Requirement - Without omitting anything, retype the data that follows.

Data for this exercise -
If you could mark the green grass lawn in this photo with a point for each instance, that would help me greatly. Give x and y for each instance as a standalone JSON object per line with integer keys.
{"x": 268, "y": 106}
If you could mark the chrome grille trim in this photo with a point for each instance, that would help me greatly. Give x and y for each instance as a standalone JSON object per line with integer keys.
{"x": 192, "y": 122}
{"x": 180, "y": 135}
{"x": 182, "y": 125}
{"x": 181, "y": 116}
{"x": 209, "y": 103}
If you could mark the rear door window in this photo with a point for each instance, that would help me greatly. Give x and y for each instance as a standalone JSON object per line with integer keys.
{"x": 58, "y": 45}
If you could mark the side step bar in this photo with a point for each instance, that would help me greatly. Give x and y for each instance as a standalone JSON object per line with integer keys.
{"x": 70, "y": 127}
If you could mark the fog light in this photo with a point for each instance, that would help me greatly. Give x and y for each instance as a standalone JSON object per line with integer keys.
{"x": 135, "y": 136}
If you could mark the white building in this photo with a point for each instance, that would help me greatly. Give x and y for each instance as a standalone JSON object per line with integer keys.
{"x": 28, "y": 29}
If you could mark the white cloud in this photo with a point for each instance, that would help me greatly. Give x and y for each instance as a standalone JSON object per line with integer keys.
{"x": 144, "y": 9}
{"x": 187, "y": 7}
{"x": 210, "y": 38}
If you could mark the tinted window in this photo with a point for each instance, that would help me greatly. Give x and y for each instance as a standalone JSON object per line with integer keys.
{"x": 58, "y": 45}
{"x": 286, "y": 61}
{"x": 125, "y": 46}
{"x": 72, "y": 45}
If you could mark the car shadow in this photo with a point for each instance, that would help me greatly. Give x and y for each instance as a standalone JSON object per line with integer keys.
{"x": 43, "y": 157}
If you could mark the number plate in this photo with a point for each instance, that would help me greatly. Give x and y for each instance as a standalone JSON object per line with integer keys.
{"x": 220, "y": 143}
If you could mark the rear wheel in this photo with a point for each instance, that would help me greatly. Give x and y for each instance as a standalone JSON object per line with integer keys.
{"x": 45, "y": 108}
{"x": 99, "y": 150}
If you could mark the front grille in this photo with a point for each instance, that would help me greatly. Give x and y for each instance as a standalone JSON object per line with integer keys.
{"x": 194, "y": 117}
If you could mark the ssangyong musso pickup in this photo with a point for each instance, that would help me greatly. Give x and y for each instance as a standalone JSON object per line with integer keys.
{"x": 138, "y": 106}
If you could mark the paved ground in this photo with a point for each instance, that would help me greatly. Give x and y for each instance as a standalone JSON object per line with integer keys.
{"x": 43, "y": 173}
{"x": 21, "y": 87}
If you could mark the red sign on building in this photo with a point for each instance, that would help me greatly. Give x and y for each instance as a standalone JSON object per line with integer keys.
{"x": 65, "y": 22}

Problem solution -
If you could mark the green grass lawn in this photo with a point for each instance, that would help me greatly. Give x and y for each instance as a standalone JSON object per line with integer keys.
{"x": 268, "y": 106}
If you could mark the chrome grille trim in this photo with a point for each instance, that would help me greatly. Give x and y for each instance as a standalone JSON object per line with integer keys.
{"x": 192, "y": 122}
{"x": 180, "y": 135}
{"x": 182, "y": 125}
{"x": 181, "y": 116}
{"x": 209, "y": 103}
If you could mark the rear door window in this photo with a point for each instance, that would help me greatly. Give x and y for each instance as a standalone JSON object per line with integer keys.
{"x": 58, "y": 45}
If you could mark the side step bar in this photo with a point for each instance, that would help me greatly. Give x and y for each instance as a standalone JSON object per line with integer keys.
{"x": 70, "y": 127}
If you could mark the fog light in this photo with a point for each instance, that would help me greatly. Give x and y for each instance as a standalone JSON object per line with integer keys.
{"x": 135, "y": 136}
If you could mark the white building in this photo with a point for each instance, that would help me greatly. Give x and y for each instance as a standalone JSON object per line with integer keys.
{"x": 28, "y": 29}
If you could mark the white cloud in this photo with a point for each instance, that would help me greatly. Give x and y for each instance as a standalone JSON object per line with integer keys.
{"x": 144, "y": 9}
{"x": 187, "y": 7}
{"x": 210, "y": 38}
If you could mark the tinted window in this photo with a point for each instance, that would help me greatly. Give x and y for each instance as a standalone JSON object per line with integer keys.
{"x": 58, "y": 45}
{"x": 286, "y": 61}
{"x": 125, "y": 46}
{"x": 72, "y": 45}
If you could mark the car shadow in this photo with a point for each instance, that would help me greatly. Give x and y for each instance as a standalone JSON object per line with integer keys.
{"x": 43, "y": 157}
If you could mark the number plate in this photo with a point for each instance, that would help me greatly. Give x and y for each instance as a standalone JSON object per line with integer keys.
{"x": 220, "y": 143}
If you could mark the rear wheel in this photo with a point for each instance, that would help me greatly. Give x and y for each instance as a standalone JSON object per line with integer keys.
{"x": 45, "y": 108}
{"x": 99, "y": 150}
If you could mark the front grille in this photo with a point for each instance, that would help me greatly. Give x and y for each instance as a standalone JSON object per line with integer keys.
{"x": 194, "y": 117}
If you could mark the ssangyong musso pickup in this photo with a point for each instance, that would help me greatly. Give x and y for each instance as a standalone JSON object per line with integer keys.
{"x": 138, "y": 106}
If you could mark the paved ground in this photo with a point for each instance, that would help me greatly. Give x and y for each instance as a standalone JSON object per line with integer keys.
{"x": 43, "y": 173}
{"x": 21, "y": 87}
If you could mark the red sign on building in this photo with a point for each instance, that would help me greatly. Give x and y for each instance as a standalone JSON object per line with integer keys.
{"x": 65, "y": 22}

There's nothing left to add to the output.